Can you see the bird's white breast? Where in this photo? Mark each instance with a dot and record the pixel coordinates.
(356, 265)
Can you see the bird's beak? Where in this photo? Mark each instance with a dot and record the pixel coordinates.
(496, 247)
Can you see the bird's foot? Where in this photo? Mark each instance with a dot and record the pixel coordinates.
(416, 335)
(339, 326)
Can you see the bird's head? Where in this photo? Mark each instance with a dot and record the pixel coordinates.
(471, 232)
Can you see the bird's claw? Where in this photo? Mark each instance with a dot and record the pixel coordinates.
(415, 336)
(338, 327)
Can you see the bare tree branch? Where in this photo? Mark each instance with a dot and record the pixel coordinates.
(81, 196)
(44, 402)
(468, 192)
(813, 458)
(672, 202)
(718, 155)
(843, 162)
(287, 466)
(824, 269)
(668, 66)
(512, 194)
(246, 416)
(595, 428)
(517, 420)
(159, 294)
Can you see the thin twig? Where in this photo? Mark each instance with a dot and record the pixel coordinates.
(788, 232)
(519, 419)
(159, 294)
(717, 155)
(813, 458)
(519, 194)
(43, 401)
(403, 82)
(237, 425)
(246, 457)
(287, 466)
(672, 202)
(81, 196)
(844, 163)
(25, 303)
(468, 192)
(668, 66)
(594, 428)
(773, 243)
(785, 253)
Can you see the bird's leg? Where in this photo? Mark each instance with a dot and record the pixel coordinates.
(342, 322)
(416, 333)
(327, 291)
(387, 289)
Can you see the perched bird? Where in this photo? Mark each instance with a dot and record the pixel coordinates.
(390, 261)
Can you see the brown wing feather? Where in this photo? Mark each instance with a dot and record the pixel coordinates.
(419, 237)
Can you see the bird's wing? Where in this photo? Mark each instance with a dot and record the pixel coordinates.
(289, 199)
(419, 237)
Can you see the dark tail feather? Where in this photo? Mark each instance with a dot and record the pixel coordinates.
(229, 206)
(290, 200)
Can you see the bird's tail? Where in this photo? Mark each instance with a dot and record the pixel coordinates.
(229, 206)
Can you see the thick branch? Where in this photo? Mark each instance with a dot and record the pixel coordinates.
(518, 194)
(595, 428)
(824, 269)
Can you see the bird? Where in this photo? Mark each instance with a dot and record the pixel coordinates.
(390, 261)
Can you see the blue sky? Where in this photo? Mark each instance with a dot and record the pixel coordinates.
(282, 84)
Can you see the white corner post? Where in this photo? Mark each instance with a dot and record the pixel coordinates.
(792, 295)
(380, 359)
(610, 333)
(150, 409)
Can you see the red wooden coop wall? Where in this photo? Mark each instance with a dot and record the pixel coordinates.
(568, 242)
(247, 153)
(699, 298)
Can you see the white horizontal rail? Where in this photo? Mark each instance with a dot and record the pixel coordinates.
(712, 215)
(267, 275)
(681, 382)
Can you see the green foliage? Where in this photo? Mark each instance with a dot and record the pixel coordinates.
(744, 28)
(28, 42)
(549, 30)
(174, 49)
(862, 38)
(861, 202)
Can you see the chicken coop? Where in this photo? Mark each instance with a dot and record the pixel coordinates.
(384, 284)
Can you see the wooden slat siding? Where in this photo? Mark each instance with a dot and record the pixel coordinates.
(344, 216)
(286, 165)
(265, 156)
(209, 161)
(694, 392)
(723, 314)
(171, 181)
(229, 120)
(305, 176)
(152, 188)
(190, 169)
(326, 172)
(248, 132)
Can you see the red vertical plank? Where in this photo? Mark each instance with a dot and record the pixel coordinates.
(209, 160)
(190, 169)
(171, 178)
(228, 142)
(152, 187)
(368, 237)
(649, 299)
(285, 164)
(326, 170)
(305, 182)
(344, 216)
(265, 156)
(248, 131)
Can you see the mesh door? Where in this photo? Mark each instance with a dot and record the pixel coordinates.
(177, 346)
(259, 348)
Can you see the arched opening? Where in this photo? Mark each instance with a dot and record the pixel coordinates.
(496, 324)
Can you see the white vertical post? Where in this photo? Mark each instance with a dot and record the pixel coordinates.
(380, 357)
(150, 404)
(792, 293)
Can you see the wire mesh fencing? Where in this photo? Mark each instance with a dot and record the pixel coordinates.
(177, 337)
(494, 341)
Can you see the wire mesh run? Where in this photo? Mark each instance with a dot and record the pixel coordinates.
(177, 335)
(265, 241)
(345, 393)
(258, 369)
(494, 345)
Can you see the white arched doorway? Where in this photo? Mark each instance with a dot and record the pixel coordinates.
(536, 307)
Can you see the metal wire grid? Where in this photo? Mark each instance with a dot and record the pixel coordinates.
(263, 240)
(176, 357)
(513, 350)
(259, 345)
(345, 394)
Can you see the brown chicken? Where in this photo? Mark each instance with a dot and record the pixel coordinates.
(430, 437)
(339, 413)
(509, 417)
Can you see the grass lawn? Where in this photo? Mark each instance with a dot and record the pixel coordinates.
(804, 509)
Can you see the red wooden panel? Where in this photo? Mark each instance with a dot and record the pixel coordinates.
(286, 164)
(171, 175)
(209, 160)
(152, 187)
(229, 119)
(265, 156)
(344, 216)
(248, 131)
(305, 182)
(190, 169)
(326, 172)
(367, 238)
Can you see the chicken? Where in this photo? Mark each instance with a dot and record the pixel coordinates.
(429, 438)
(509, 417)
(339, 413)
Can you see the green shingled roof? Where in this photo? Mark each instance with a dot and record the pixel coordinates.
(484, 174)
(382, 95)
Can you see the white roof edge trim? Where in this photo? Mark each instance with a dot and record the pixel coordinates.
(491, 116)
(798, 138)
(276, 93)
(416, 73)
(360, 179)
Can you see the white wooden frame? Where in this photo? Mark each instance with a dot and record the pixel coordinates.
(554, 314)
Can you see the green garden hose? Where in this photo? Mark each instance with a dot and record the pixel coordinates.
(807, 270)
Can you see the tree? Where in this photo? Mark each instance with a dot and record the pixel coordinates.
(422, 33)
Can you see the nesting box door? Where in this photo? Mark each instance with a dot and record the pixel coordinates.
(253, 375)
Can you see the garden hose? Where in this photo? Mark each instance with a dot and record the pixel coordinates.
----------------------------------------
Set task ▸
Copy out the whole listing above, changing "pixel coordinates" to "x and y position" every time it occurs and leaving every other word and mark as it is.

Final result ▸
Can you see the bird's white breast? Where in this photo? Mark each instance with a dot and record the x and y position.
(356, 265)
Can you see the bird's beak? Where in this photo? Mark each instance with a dot and record the x and y position.
(496, 247)
Can you see the bird's foot? Where in this photo? Mark each instance with a dot and record the x and y position.
(416, 335)
(339, 326)
Can you see the bird's head? Where in this photo? Mark each instance with a dot and record the x and y position.
(471, 232)
Can you see the bird's claw? Where in this photo? Mark each instance with a dot and record the x and y position.
(415, 336)
(338, 327)
Can you see the bare tree branch? Where in this photo? Mark each instance with a dot and record the x and y position.
(81, 196)
(44, 402)
(468, 192)
(813, 458)
(672, 202)
(718, 155)
(843, 162)
(287, 466)
(824, 269)
(668, 66)
(512, 194)
(246, 416)
(595, 428)
(517, 420)
(159, 294)
Can you see the thin twig? Where in this photo? Mark each instance with a dot and record the x and y position.
(788, 232)
(519, 419)
(159, 294)
(717, 155)
(813, 458)
(519, 194)
(43, 401)
(403, 82)
(237, 425)
(246, 457)
(287, 466)
(672, 202)
(81, 196)
(844, 163)
(25, 303)
(468, 192)
(668, 66)
(594, 428)
(773, 243)
(785, 253)
Can you see the bird's leg? Where in this photo? Mark each instance with a dot and record the x and y position.
(342, 322)
(416, 333)
(327, 291)
(387, 289)
Can you see the perched bird? Where in this photo? Mark each instance with a dot and record the x and y position.
(390, 261)
Can you see the brown wing feather? Where in this photo? Mark each instance with a dot and record the x and y position.
(419, 237)
Can you see the bird's wing? Where in this photo? Mark each instance with a dot and record the x and y position.
(289, 199)
(419, 237)
Can you see the dark tail feather? Where in this photo? Mark each instance with a dot and record the x and y position.
(229, 206)
(290, 200)
Can you see the bird's tail? Where in this photo? Mark each instance with a dot and record the x and y position.
(229, 206)
Can you see the thick branch? Where in this photo? Mark each instance with a dot and record the x and y position.
(518, 194)
(595, 428)
(824, 269)
Can you see the bird? Where in this photo? Mark each instance with a dot and record the x and y position.
(390, 261)
Can you see the blue sky? Where in this photo? Mark each instance with a dot and record the x and y position.
(282, 84)
Can you see the white corner post? Where in this photo? Mark each instance with a dot and record the x and y position.
(792, 295)
(380, 359)
(610, 333)
(150, 409)
Can you see the red wooden coop wall? Where in this photo? Mark each instance with a dot and record the x and y position.
(568, 242)
(247, 153)
(699, 298)
Can you see the white horizontal rail? Where in this photo? Mark each instance with a dot and record the x and y position.
(712, 215)
(267, 275)
(681, 382)
Can you see the green foliage? Where in this photo? Mark each instance with a dot and record the x and y position.
(744, 28)
(28, 42)
(549, 30)
(174, 49)
(862, 38)
(861, 202)
Can you see the chicken coop? Where in this photo? Mark each instance with a dot and record the x and y position.
(384, 284)
Can you see the wooden slat siding? Where in this photo? Mark each instance with a dot and record the x and y position.
(344, 216)
(286, 165)
(265, 156)
(209, 161)
(694, 392)
(723, 314)
(171, 181)
(229, 120)
(305, 176)
(152, 188)
(190, 169)
(326, 172)
(248, 132)
Can you see the red vertical plank? Where in this photo? Mark each instance with a dot and record the x and y position.
(209, 160)
(190, 169)
(171, 178)
(228, 142)
(152, 187)
(368, 237)
(649, 299)
(285, 164)
(326, 170)
(305, 182)
(344, 216)
(265, 156)
(248, 131)
Can you see the mesh door? Where in this photo? Mark each instance with a dot and record the x and y position.
(177, 346)
(259, 348)
Can you see the arched opening? Where in this photo? Mark each instance with a dot and record the x and y position.
(496, 324)
Can you see the white vertical post? Where in this photo? Mark each instance with a dot and record the x and y position.
(380, 357)
(150, 404)
(792, 293)
Can you see the wire mesh fencing? Where in this photo? Mark each instance with a dot and record the x and y position.
(177, 337)
(494, 341)
Can you see the wire mesh run? Where in this photo? Mark each instance with a dot and record the x and y position.
(177, 335)
(265, 241)
(345, 393)
(258, 369)
(494, 345)
Can you see the white arched doorway? Where in this photo? Mark each instance with a dot and record the x and y position.
(536, 307)
Can you see the metal wire grid? Where in this photo? Mark each instance with a dot and record the x and y position.
(263, 240)
(176, 357)
(513, 350)
(259, 345)
(345, 394)
Can you see the brown chicken? Where in this photo? Mark each instance with a dot and record the x and y position.
(430, 437)
(339, 413)
(509, 417)
Can you see the grass lawn? Where in this photo? Mark each instance with a dot and record the x and y position.
(804, 509)
Can you see the red wooden panel? Where in this photo? Mark each instance with a dot and record the x and y position.
(286, 164)
(171, 175)
(209, 160)
(152, 187)
(229, 119)
(265, 156)
(344, 216)
(248, 131)
(305, 182)
(190, 169)
(326, 172)
(367, 238)
Can you see the chicken? Where in this photo? Mark each instance with a dot and record the x and y position.
(429, 438)
(509, 417)
(339, 413)
Can you see the green shingled roof? Where in this photo? Mark each instance with a dot and record the x and y position.
(484, 174)
(382, 95)
Can you see the white roof edge trim? Where in this photo? Mark each instance with a dot and record the x and y position.
(491, 116)
(798, 138)
(276, 93)
(416, 73)
(360, 179)
Can you see the white wooden frame? Where in this photo? Mark each instance with a dot and record the x and y position.
(554, 314)
Can you see the green garden hose? Where in this photo? Mark each instance with a dot and record the x and y position.
(807, 270)
Can you see the tree? Where in this photo? Mark each instance with a dot and record the x and y position.
(422, 33)
Can you see the nesting box door? Where in this photo? Mark each instance with a dot and record the x and y position.
(253, 375)
Can you see the garden hose? Where in this photo? Mark each instance with a dot and record the x and y position.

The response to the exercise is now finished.